> Data to use:

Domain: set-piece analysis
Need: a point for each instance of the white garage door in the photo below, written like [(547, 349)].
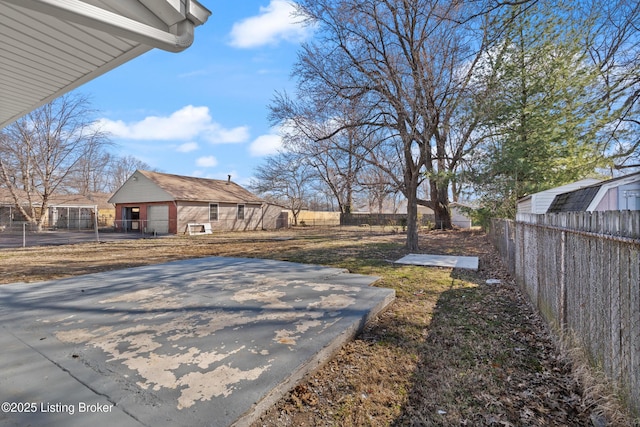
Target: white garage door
[(158, 219)]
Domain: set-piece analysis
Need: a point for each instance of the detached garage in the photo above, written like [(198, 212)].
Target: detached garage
[(153, 202)]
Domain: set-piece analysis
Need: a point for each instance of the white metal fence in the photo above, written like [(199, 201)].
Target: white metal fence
[(582, 272)]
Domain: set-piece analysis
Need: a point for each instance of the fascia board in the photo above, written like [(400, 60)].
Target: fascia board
[(95, 17)]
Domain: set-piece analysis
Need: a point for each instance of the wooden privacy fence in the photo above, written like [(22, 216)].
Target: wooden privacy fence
[(582, 272)]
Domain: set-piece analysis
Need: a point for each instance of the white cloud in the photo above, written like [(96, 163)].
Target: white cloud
[(265, 145), (187, 123), (187, 147), (275, 22), (207, 162)]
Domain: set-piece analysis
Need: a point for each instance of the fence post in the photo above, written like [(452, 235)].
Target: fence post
[(562, 315)]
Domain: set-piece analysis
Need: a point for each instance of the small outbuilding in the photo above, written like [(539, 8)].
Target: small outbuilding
[(161, 203), (617, 194), (538, 203)]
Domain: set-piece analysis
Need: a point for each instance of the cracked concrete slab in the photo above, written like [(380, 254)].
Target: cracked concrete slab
[(451, 261), (212, 341)]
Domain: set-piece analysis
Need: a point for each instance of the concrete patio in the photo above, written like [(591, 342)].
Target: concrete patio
[(211, 341)]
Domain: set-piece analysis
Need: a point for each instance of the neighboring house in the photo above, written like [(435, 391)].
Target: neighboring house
[(538, 203), (66, 211), (162, 203), (622, 193)]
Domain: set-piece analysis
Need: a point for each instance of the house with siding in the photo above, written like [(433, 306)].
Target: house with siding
[(64, 211), (161, 203)]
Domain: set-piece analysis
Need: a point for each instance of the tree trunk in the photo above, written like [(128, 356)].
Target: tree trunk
[(440, 205), (411, 183)]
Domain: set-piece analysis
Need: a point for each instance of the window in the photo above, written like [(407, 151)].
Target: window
[(213, 211)]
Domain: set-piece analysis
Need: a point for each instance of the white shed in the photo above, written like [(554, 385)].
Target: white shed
[(538, 203)]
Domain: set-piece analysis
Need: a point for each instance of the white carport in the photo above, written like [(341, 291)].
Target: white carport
[(50, 47)]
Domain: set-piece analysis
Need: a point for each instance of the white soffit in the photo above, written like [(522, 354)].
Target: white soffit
[(50, 47)]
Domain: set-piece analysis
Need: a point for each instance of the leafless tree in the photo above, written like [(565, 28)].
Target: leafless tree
[(284, 179), (613, 46), (39, 152), (408, 65), (119, 169), (335, 160)]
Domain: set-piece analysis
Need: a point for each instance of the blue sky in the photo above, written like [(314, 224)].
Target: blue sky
[(203, 112)]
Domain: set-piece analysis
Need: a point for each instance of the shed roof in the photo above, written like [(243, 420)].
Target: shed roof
[(587, 198), (50, 47), (187, 188)]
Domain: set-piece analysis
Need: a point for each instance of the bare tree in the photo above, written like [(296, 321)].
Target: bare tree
[(39, 152), (284, 179), (336, 160), (408, 64), (613, 46)]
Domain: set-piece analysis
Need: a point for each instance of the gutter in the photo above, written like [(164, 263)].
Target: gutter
[(82, 13)]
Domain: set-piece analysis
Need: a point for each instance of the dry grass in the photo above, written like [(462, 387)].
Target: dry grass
[(451, 350)]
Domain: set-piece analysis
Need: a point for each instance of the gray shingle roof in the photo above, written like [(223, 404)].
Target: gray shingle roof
[(186, 188)]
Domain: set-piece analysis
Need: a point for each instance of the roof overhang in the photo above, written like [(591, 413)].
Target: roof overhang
[(50, 47)]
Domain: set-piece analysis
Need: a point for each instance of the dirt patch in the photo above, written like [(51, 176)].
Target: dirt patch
[(451, 350)]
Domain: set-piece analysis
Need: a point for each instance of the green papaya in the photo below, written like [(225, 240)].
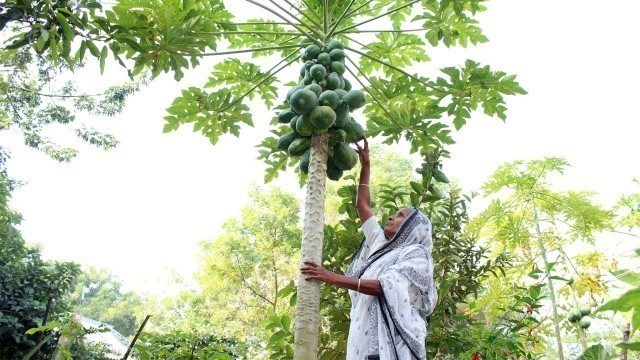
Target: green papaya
[(308, 64), (337, 67), (355, 99), (318, 72), (312, 51), (329, 98), (333, 81), (347, 84), (292, 123), (292, 90), (307, 79), (285, 116), (341, 93), (337, 136), (322, 117), (299, 146), (303, 101), (324, 59), (575, 315), (585, 322), (285, 140), (335, 44), (337, 54), (344, 156), (342, 115), (304, 126), (585, 310), (354, 131), (304, 161), (317, 89), (439, 176)]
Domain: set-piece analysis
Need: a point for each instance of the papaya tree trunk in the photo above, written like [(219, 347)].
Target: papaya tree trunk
[(552, 294), (308, 299)]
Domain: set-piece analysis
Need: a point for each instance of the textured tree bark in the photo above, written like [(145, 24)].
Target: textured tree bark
[(308, 298)]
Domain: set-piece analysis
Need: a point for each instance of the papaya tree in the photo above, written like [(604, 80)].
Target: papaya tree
[(354, 54)]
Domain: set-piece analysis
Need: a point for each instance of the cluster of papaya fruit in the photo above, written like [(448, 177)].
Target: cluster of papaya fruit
[(579, 315), (322, 104)]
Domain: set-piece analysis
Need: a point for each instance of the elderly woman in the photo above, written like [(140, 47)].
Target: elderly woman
[(390, 281)]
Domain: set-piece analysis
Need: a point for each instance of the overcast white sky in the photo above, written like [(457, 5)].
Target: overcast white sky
[(141, 209)]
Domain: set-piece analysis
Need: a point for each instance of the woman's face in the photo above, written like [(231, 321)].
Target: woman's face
[(394, 222)]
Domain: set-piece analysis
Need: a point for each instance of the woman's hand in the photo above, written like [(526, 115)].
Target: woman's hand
[(317, 272), (363, 153)]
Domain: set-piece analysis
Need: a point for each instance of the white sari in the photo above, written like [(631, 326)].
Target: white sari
[(393, 326)]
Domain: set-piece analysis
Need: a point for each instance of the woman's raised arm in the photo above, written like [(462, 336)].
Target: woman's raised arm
[(363, 202)]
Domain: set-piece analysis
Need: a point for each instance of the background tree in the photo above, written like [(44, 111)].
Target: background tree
[(99, 295), (537, 225), (28, 285), (47, 40), (247, 265)]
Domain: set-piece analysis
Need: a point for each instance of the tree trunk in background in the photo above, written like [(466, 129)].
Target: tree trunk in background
[(308, 298), (625, 338), (552, 294)]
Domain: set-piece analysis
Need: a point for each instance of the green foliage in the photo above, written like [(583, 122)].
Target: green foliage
[(187, 345), (451, 22), (628, 210), (406, 111), (535, 224), (472, 86), (52, 27), (26, 283), (31, 101), (628, 302), (394, 48), (250, 263), (164, 35), (98, 295), (213, 114), (239, 77)]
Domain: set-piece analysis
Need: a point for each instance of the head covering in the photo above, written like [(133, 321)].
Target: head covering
[(415, 230)]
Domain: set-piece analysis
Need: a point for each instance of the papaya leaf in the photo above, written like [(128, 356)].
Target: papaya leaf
[(629, 345), (276, 160), (213, 114), (399, 49), (449, 22), (239, 77)]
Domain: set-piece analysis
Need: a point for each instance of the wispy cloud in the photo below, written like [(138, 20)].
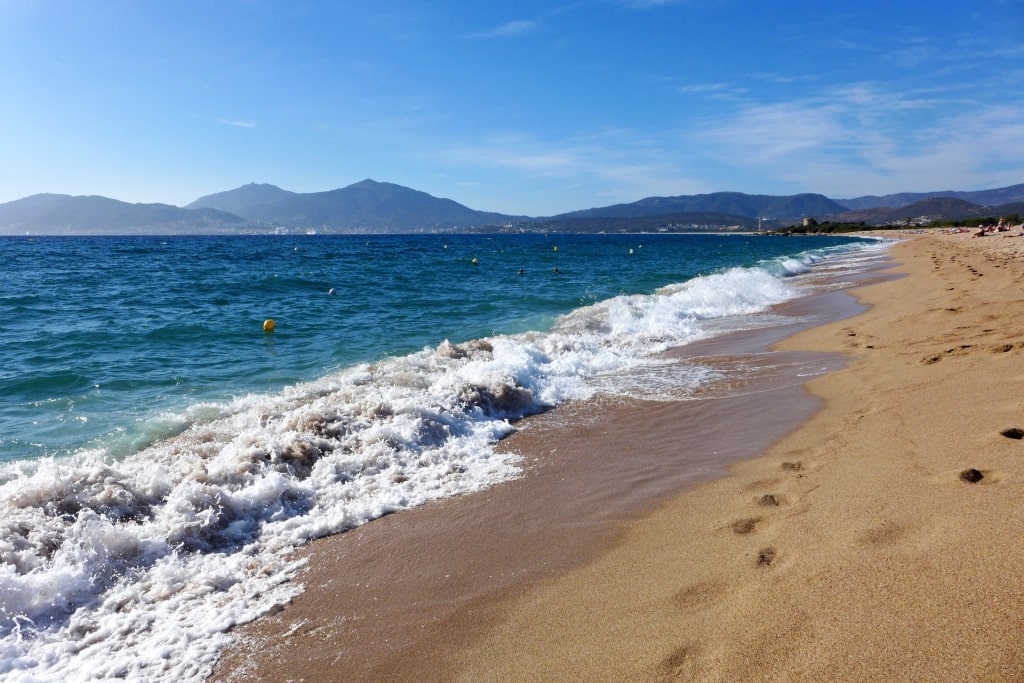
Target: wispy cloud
[(508, 30), (868, 139)]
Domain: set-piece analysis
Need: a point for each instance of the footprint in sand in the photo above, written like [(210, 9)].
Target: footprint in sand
[(766, 556), (698, 595), (679, 664), (972, 475), (744, 526)]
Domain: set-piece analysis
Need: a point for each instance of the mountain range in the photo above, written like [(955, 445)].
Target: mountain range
[(382, 207)]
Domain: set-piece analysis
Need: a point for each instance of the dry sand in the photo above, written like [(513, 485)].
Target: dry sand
[(853, 550)]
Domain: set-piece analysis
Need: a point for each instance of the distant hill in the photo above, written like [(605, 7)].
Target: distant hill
[(383, 207), (366, 206), (243, 199), (733, 204), (990, 198), (62, 214), (926, 211)]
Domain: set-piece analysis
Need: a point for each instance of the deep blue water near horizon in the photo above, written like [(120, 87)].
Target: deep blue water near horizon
[(162, 456), (102, 335)]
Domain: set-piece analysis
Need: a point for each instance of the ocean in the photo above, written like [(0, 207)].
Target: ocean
[(162, 453)]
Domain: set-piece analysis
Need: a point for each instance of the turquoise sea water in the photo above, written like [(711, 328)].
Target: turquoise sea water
[(101, 336), (162, 455)]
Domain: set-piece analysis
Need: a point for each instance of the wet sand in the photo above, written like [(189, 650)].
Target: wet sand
[(852, 550)]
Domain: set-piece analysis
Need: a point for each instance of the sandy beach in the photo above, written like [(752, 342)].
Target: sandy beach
[(879, 541)]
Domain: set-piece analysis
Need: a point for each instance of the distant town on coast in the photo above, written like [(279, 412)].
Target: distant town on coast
[(372, 207)]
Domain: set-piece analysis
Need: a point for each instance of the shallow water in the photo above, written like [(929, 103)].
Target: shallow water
[(166, 453)]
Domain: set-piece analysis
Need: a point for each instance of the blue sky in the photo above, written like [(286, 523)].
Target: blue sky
[(525, 108)]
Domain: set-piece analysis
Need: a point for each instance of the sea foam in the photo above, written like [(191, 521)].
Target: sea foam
[(137, 566)]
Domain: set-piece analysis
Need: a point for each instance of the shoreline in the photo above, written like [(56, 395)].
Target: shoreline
[(395, 598), (859, 547)]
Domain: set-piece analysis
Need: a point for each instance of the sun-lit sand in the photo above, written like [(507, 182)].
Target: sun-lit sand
[(860, 547)]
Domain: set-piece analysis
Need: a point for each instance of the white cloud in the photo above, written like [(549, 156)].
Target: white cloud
[(508, 30), (861, 139)]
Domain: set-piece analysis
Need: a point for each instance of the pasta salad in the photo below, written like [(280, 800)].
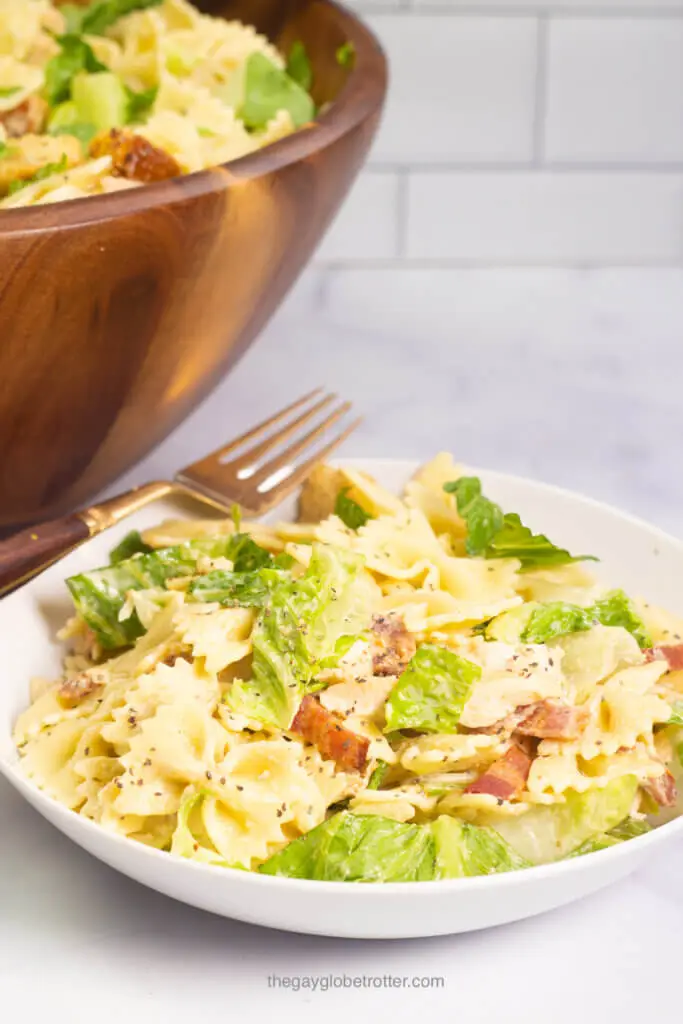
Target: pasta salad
[(112, 94), (389, 689)]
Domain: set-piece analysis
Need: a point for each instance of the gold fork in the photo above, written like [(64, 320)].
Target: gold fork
[(256, 479)]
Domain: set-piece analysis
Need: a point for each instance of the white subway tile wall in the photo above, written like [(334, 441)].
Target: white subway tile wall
[(522, 132)]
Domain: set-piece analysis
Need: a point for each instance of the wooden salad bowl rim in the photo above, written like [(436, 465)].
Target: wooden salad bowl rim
[(360, 96)]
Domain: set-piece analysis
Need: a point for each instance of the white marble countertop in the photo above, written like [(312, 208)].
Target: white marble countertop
[(568, 376)]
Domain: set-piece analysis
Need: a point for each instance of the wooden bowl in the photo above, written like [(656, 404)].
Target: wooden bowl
[(119, 313)]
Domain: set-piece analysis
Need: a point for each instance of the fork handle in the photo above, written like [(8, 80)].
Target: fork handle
[(27, 553)]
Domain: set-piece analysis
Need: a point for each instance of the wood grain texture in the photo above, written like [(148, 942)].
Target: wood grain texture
[(118, 314), (22, 554)]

> Activity:
Which lines above contain the word "below"? Show each of them.

> Result of the task:
Need: a point for each instance of the white garage door in the photo below, written like [(547, 349)].
Need: a point for each instance of the green papaya in the photo below, written like [(225, 240)].
Need: a point for each instance of the wispy cloud in the photo below, written like [(138, 20)].
Need: a point for each instance of the pasta salad in the photo below, written like [(280, 800)].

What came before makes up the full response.